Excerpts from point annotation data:
==========

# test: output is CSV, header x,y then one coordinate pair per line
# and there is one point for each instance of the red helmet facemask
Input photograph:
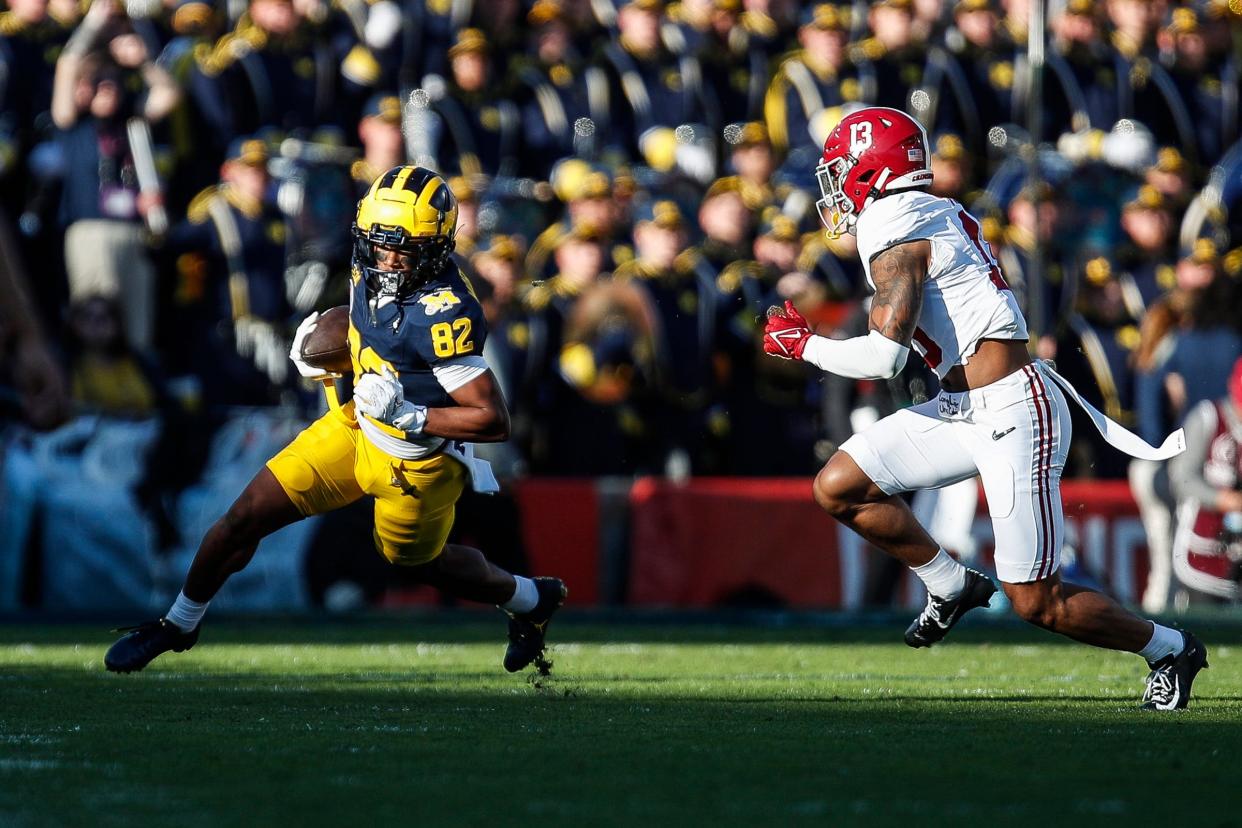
x,y
870,153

==========

Quote the material above word for word, leaving out the pictures.

# test: output is CSV, header x,y then one coordinate pair per line
# and there is one point for each instance of the red helmet facemask
Input photograph:
x,y
870,153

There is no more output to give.